GIVEN INSTRUCTION: Quote the records in full and leave their pictures out.

DATA SHOWN:
"""
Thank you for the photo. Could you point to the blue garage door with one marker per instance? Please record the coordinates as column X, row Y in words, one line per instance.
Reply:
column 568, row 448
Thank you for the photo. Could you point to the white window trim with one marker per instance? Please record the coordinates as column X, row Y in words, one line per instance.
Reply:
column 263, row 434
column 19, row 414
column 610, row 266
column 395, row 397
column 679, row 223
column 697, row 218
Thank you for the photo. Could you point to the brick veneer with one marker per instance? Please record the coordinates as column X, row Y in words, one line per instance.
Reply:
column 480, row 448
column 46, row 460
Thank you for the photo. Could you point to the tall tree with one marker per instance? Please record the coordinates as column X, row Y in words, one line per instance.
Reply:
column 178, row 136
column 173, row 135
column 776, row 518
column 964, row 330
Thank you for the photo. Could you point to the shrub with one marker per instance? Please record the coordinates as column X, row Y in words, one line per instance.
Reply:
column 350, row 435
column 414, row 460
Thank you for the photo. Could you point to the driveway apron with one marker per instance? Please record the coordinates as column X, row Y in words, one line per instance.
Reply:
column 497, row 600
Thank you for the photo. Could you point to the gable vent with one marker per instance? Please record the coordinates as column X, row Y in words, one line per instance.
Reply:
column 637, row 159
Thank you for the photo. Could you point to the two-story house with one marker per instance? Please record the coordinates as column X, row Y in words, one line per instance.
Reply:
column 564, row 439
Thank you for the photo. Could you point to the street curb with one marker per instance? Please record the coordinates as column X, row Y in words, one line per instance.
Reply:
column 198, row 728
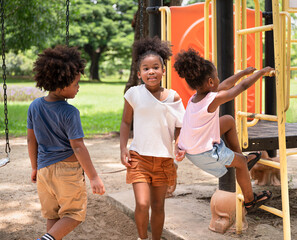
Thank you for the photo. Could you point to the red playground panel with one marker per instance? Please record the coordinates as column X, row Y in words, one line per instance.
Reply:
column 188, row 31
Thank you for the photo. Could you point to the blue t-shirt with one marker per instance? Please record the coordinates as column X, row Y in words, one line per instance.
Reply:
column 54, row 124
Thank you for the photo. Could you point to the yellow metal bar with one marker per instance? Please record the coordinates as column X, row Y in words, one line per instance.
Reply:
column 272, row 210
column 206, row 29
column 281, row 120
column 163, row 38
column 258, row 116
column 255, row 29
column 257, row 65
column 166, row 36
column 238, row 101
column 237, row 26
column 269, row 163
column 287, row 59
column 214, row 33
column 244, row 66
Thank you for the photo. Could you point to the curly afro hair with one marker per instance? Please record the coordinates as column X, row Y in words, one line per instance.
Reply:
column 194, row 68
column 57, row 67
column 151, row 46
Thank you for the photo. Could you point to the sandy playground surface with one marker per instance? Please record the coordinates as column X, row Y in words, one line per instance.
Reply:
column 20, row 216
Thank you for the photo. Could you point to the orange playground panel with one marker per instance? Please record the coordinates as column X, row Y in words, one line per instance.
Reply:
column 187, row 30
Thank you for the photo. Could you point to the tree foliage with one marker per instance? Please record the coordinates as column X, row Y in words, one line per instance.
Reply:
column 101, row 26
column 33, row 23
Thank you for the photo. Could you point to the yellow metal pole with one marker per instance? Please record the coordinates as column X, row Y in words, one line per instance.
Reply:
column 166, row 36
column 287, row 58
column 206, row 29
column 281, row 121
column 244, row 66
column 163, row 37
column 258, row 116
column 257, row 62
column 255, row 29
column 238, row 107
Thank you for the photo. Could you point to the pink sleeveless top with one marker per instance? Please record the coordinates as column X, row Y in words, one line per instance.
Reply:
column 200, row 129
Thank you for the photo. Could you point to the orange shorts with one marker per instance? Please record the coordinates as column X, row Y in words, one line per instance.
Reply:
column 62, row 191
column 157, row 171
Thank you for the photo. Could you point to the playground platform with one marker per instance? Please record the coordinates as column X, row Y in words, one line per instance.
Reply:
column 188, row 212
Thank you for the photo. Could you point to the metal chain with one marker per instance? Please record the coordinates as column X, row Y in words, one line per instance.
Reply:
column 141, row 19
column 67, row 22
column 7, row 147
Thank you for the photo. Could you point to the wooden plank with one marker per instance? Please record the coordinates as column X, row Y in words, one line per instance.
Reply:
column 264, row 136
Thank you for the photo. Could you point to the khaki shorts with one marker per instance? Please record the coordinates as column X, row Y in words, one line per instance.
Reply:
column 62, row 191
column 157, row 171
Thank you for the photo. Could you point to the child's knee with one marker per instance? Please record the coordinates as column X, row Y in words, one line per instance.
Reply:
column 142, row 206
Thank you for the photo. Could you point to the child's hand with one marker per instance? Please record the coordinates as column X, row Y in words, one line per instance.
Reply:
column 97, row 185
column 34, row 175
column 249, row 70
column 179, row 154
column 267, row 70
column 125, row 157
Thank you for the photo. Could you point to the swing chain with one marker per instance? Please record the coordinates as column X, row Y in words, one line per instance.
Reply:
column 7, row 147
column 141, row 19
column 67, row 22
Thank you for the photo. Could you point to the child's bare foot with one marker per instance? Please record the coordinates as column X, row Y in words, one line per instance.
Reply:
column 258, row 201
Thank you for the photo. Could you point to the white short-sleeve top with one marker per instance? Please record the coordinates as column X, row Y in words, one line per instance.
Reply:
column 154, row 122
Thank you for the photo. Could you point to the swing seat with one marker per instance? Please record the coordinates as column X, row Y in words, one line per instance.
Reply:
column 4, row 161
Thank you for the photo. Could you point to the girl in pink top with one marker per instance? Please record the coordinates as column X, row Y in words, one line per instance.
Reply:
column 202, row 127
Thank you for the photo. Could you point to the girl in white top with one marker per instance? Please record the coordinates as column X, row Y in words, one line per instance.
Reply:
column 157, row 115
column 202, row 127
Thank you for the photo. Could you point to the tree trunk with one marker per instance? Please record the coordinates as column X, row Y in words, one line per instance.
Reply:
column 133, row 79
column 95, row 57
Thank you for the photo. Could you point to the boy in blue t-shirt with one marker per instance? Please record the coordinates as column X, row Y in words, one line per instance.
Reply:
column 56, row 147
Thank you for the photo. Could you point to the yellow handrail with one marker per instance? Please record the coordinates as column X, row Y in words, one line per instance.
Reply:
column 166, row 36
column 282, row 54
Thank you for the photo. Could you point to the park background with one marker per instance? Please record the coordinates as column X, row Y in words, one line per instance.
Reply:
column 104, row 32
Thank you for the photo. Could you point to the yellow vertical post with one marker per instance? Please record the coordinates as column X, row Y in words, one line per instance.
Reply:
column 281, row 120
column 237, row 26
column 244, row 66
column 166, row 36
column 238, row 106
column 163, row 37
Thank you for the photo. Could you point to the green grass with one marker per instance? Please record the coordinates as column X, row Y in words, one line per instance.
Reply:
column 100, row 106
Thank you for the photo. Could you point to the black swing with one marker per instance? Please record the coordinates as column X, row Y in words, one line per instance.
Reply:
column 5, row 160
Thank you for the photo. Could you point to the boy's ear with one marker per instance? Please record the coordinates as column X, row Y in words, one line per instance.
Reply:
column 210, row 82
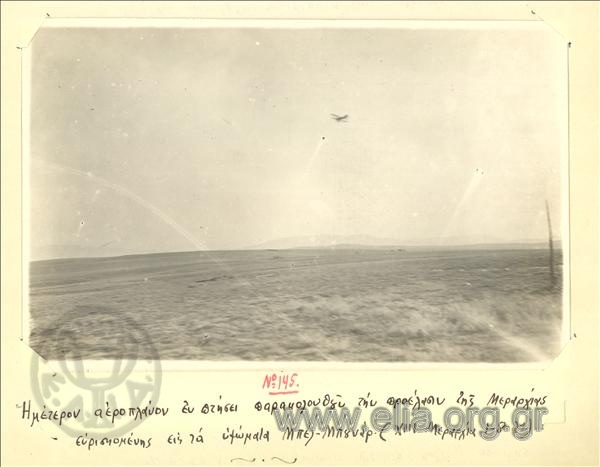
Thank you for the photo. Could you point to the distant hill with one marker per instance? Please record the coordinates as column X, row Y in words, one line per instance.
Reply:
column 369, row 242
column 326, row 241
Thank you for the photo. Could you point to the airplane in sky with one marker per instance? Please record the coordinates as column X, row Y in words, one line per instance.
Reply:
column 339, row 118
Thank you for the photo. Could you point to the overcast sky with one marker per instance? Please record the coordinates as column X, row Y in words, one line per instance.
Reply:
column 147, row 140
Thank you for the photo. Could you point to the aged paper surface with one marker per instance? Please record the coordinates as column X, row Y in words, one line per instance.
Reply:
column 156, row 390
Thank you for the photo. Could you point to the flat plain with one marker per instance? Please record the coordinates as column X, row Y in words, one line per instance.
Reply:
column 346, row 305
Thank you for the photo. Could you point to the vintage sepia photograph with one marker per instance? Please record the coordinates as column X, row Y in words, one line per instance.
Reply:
"""
CORRECT RESPONSE:
Thank you for the photo. Could you point to the blue garage door with one marker per instance? Please record the coordinates as column X, row Y in words, one line per instance.
Reply:
column 568, row 448
Thank you for the photo. Could you point to the white window trim with one marker per instance? Please record the coordinates as column X, row Y in words, one line per instance.
Reply:
column 263, row 434
column 19, row 414
column 610, row 266
column 395, row 397
column 679, row 223
column 697, row 218
Thank you for the photo. Could you point to the brick veneer with one marker per instance? Please record the coordinates as column X, row Y in words, one line per instance.
Reply:
column 480, row 448
column 46, row 460
Thank you for the photo. Could you point to the tall tree with one marker per instance? Please record the coordinates as column X, row Y in words, one line per instance.
Reply:
column 178, row 136
column 173, row 135
column 776, row 518
column 964, row 330
Thank you for the photo. Could you point to the shrub with one marker per instance? Please record the coordinates as column X, row Y in words, one line per instance.
Reply:
column 350, row 435
column 414, row 460
Thank you for the photo. Could you point to the driveway apron with one marker per instance? Please record the coordinates as column X, row Y in words, one line per instance.
Reply:
column 497, row 600
Thank you for the photo. Could you point to the gable vent with one marker per instance? Please record the coordinates as column X, row Y in words, one line per instance.
Reply:
column 637, row 159
Thank you for the photo. Could you point to the two-story house with one marker per instance? Please record the coordinates as column X, row Y in words, one line per instance.
Reply:
column 564, row 439
Thank you for the photo. Could you point to the street curb with one marker per instance? Please record the coordinates as column X, row Y in words, one line per instance.
Reply:
column 198, row 728
Thank you for the photo. Could you point to the red playground panel with one marker per instance? Please record the coordinates as column X, row Y in words, one line per instance.
Reply:
column 188, row 31
Thank you for the photo. Could you point to the blue t-shirt with one marker per instance? Please record the coordinates as column X, row Y in words, one line per instance.
Reply:
column 54, row 124
Thank you for the photo. Could you point to the yellow metal bar with one marker per instance? Please record the coordinates as column X, row Y in words, one line per instance.
Reply:
column 272, row 210
column 206, row 29
column 281, row 120
column 163, row 38
column 258, row 116
column 255, row 29
column 257, row 65
column 166, row 36
column 238, row 101
column 237, row 26
column 269, row 163
column 287, row 59
column 214, row 33
column 244, row 66
Thank you for the photo. Could you point to the curly afro hair with one marker per instance? Please record the coordinates as column X, row Y in words, one line per instance.
Reply:
column 194, row 68
column 57, row 67
column 151, row 46
Thank you for the photo. Could you point to the sandy playground surface with one marker per instance? Please record the coordinates as column X, row Y in words, one line per instance.
Reply:
column 20, row 216
Thank you for the photo. Could you point to the orange playground panel with one marker per instance? Please record the coordinates as column X, row Y in words, one line per instance.
Reply:
column 187, row 30
Thank you for the photo. Could you point to the tree foliage with one marker per instance? Please record the coordinates as column X, row Y in words, one line per instance.
Reply:
column 101, row 26
column 33, row 23
Thank you for the photo. Could you point to the yellow metal pole with one marker per instance? Please record the coordinates as column X, row Y in words, one line per instance.
Reply:
column 166, row 36
column 287, row 58
column 206, row 29
column 281, row 121
column 244, row 66
column 163, row 37
column 258, row 116
column 257, row 62
column 255, row 29
column 238, row 107
Thank you for the photo. Could you point to the pink sleeveless top with one marker per instance? Please record the coordinates as column X, row Y in words, one line per instance.
Reply:
column 200, row 129
Thank you for the photo. Could you point to the orange shorts with one marker per instance? Please record the coordinates as column X, row Y in words, one line per instance.
Reply:
column 62, row 191
column 157, row 171
Thank you for the photo. Could you point to the playground platform with one marker per instance? Please record the coordinates as column X, row Y in words, one line per instance.
Reply:
column 188, row 212
Thank you for the photo. Could you point to the metal chain with one marker per instance? Please record the coordinates as column X, row Y in words, one line per instance.
Reply:
column 141, row 19
column 67, row 22
column 7, row 147
Thank you for the photo. Could you point to the wooden plank with one marker per instance? Please record the coordinates as column X, row Y in words, one line per instance.
Reply:
column 264, row 136
Thank you for the photo. Could you point to the khaki shorts with one marker per instance? Please record the coordinates as column X, row Y in words, one line per instance.
Reply:
column 62, row 191
column 157, row 171
Thank you for the photo. Could you point to the child's knee with one marker per instance? Please record the coordinates as column X, row Y in words, one line per instance.
Reply:
column 142, row 206
Thank you for the photo. Could you point to the child's hand with one marker per instance? Please record the coordinates as column X, row Y in words, one line per instance.
Reply:
column 97, row 185
column 34, row 175
column 249, row 70
column 179, row 154
column 267, row 70
column 125, row 157
Thank you for the photo. Could you point to the swing chain with one marker per instance? Please record the coordinates as column X, row Y in words, one line per instance.
Reply:
column 7, row 147
column 141, row 19
column 67, row 22
Thank you for the photo. Could you point to the child's bare foot with one marker per instance? Please record the coordinates as column X, row Y in words, one line per instance.
Reply:
column 258, row 201
Thank you for the photo. Could you point to the white short-sleeve top with one marker per instance? Please record the coordinates as column X, row Y in words, one line per instance.
Reply:
column 154, row 122
Thank you for the photo. Could you point to the swing seat with one marker per instance? Please record the coordinates as column X, row Y in words, one line per instance.
Reply:
column 4, row 161
Thank you for the photo. Could you point to the girl in pink top with one marker per instance? Please record the coordinates as column X, row Y in words, one line per instance.
Reply:
column 202, row 127
Thank you for the photo. Could you point to the girl in white top with one marker per instance? Please record the coordinates as column X, row Y in words, one line per instance.
Reply:
column 157, row 115
column 202, row 127
Thank you for the photo. Could you point to the tree trunk with one marker per instance? Please record the coordinates as column X, row Y in words, one line per instance.
Reply:
column 133, row 79
column 95, row 57
Thank you for the photo. Could you point to the boy in blue t-shirt with one marker per instance? Please record the coordinates as column X, row Y in words, one line per instance.
Reply:
column 56, row 147
Thank you for the photo. Could you point to the yellow handrail with one marker per instance? Please record the coordinates as column X, row Y in words, one line per instance.
Reply:
column 166, row 36
column 282, row 54
Thank you for the photo. Could you point to the park background with one marker per instance? Please record the coordinates as column X, row Y in words, one line per instance.
Reply:
column 104, row 32
Thank you for the photo. Could you point to the yellow vertical post with one marker per instance? Please record the coordinates as column X, row Y in words, one line per instance.
Reply:
column 281, row 120
column 237, row 26
column 244, row 66
column 166, row 36
column 238, row 106
column 163, row 37
Thank you for the photo. Could you point to the green grass with one marker per instance? Please record the coordinates as column X, row Y in words, one line per instance.
Reply:
column 100, row 106
Thank you for the photo. Could you point to the black swing with one marker per instance? Please record the coordinates as column X, row Y in words, one line per instance.
Reply:
column 5, row 160
Thank you for the photo. Could you point to the boy's ear with one marker per instance? Please record the coordinates as column X, row Y in words, one line per instance.
Reply:
column 210, row 82
Thank you for the photo. Could you point to the distant hill with one marker per instance? Please record the coordinates as column X, row Y in words, one line per instance.
Reply:
column 369, row 242
column 326, row 241
Thank you for the photo. Could you point to the airplane in sky with one marker per instance? Please record the coordinates as column X, row Y in words, one line per instance.
Reply:
column 339, row 118
Thank you for the photo. Could you point to the overcast sky with one marker per instance? Please record the coordinates as column X, row Y in words, one line per instance.
Reply:
column 147, row 140
Thank you for the photo. Could you point to the aged paper surface with one marker per instance? Please record the coordinates as column X, row Y in words, one line per instance.
Reply:
column 156, row 390
Thank you for the photo. Could you point to the flat plain with one marker per instance? Please record the coordinates as column X, row Y in words, one line per instance.
Reply:
column 346, row 305
Thank you for the photo. Could you point to the vintage sepia photograph with one marker per instance? Please record the coordinates as column X, row Y in words, one line per instance.
Reply:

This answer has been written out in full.